(TEXT SECTION)
Created attachment 161918 [details] Small piece of the build log A small piece of the 500MB build log, showing the infinite loop.
I think I'm seeing something similar. When I try to emerge blas-atlas 3.9.1 the emerge runs for an hour or so, and then starts to eat RAM. I've got 1.5GB of RAM and 1.5GB of swap. At some point during the blas-atlas emerge, all of RAM usage skyrockets. Soon RAM and swap are both 100% full and the machine becomes non-response to the point where I have to press the reset button. Not good...
(In reply to comment #2) > I think I'm seeing something similar. When I try to emerge > blas-atlas 3.9.1 the emerge runs for an hour or so, and then > starts to eat RAM. I should add that I've had blas-atlas installed on this machine for years. Emerging previous versions didn't turn into DOS attacks. ;)
It's far worse than an infinite loop: it's an infinite recursion. An infinite loop just wastes CPU time. Infinite recursion will kill a machine. Based on what I could see from the logs it's doing a seeming infinite number of "make drotest", but the real problem is the number of processes. When swap usage started to rise, there were over 2800 processes running and it was climbing steadily. All except about 90 of them were children of the "emerge". All the ones I could see where shells. When I killed the emerge, the total number of processes dropped back to 90, and my RAM usage resturned to normal. Having an ebuild fail to install a package is one thing. Having it kill a machine is pretty bad. Not sure how to troubleshoot this further...
*** Bug 233674 has been marked as a duplicate of this bug. ***
Thanks much for your bug report! I'll have a look at it. Best, Markus
Created attachment 161995 [details, diff] propsed patch for infinite compile loop Folks, Please give the above patch a spin and let me know if it fixes your issues. Thanks, Markus
The recursive make calls happens for me too, on ~amd64 Q9450, so it's no x86-only problem.
(In reply to comment #8) > The recursive make calls happens for me too, on ~amd64 Q9450, > so it's no x86-only problem. > With or without the patch?
Without the patch it went into the recursion, with it it compiles and installs fine.
I tried with the patch, and it still recurses infinitely. I'm going to attempt to attach: * a shellscript I used to unpack, patch, compile. * the output from that shellscript containing output from ebuild unpack patch ebuild compile * snapshots of the ebuild process tree taken every 10 seconds or so until the ebuild had created a few hundred processes.
Created attachment 162025 [details] Shell script to unpack/patch/compile using the proposed patch from above.

(WHAT THE EXERCISE ASKS) List the number of every attachment the bug thread says was created, together with the short description given for each.

(ITEMS)
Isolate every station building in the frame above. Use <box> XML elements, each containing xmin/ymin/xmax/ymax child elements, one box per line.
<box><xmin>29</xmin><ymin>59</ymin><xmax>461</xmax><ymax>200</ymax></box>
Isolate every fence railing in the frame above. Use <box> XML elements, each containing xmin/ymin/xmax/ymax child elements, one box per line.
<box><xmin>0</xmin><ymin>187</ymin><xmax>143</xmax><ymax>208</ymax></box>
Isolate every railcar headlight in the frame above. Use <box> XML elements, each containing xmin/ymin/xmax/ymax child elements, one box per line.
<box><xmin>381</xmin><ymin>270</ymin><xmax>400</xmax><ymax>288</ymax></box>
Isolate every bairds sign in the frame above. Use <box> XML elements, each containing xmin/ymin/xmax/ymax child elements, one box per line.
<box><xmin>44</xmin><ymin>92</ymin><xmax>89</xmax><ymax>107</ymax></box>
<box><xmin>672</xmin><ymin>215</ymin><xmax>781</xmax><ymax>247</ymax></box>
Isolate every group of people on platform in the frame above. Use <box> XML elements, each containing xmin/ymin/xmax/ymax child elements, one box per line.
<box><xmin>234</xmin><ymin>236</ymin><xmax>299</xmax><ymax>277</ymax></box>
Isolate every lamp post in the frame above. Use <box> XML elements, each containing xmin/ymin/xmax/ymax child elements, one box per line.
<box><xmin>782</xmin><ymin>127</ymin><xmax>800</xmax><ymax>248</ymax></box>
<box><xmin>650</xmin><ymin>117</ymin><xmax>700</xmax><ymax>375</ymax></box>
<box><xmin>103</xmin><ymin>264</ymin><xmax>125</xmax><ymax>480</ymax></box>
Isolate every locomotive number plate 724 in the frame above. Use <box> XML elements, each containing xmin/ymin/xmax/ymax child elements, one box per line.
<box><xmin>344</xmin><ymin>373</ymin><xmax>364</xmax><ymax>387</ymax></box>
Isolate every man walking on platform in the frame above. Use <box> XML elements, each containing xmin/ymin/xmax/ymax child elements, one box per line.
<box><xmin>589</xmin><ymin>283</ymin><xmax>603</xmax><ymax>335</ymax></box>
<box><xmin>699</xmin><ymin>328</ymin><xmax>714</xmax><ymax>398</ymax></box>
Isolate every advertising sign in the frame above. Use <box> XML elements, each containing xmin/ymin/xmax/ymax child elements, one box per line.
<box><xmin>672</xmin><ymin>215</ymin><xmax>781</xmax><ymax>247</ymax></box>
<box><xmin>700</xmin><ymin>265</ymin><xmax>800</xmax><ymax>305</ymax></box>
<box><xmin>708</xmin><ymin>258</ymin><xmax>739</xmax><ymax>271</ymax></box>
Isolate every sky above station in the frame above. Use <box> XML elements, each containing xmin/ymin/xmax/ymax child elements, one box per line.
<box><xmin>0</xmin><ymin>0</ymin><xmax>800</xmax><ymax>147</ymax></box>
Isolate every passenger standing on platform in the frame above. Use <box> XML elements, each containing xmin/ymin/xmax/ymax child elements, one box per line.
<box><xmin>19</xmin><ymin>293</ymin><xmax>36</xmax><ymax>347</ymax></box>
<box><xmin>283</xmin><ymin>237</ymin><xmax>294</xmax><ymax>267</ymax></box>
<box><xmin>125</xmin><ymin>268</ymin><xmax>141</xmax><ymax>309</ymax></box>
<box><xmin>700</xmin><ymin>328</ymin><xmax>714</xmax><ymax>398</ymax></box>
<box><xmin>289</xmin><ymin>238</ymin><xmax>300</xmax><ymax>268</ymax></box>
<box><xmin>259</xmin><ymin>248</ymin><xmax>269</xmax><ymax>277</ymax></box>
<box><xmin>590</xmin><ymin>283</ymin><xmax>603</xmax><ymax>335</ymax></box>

* * *

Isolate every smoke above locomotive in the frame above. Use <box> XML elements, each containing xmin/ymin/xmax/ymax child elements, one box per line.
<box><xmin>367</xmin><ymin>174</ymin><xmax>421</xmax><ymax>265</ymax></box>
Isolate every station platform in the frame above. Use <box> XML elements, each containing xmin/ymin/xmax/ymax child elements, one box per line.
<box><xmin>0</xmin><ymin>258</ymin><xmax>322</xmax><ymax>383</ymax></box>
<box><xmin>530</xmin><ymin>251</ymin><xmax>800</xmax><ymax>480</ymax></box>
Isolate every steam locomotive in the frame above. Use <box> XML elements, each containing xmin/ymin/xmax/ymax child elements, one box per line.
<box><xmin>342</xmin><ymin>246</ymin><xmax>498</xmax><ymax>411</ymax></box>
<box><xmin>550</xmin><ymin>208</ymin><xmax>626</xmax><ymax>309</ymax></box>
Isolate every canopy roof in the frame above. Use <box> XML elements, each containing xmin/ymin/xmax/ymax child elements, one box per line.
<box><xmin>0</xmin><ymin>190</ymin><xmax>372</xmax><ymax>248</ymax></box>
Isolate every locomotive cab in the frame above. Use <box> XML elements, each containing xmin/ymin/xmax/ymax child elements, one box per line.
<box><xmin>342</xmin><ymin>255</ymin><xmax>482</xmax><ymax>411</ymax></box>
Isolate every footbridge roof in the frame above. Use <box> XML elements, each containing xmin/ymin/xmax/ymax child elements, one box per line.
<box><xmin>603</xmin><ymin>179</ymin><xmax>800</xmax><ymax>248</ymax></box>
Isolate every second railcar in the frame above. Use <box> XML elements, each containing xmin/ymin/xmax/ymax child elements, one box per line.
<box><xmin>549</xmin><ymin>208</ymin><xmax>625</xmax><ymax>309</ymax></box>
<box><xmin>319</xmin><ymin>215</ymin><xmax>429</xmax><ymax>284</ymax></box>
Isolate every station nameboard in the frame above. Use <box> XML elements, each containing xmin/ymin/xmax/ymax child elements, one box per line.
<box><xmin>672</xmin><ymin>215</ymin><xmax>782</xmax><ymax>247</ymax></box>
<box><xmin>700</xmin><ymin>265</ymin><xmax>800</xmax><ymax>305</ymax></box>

(ANSWER FOR THIS EXERCISE)
- 161918: Small piece of the build log
- 161995: propsed patch for infinite compile loop
- 162025: Shell script to unpack/patch/compile using the proposed patch from above.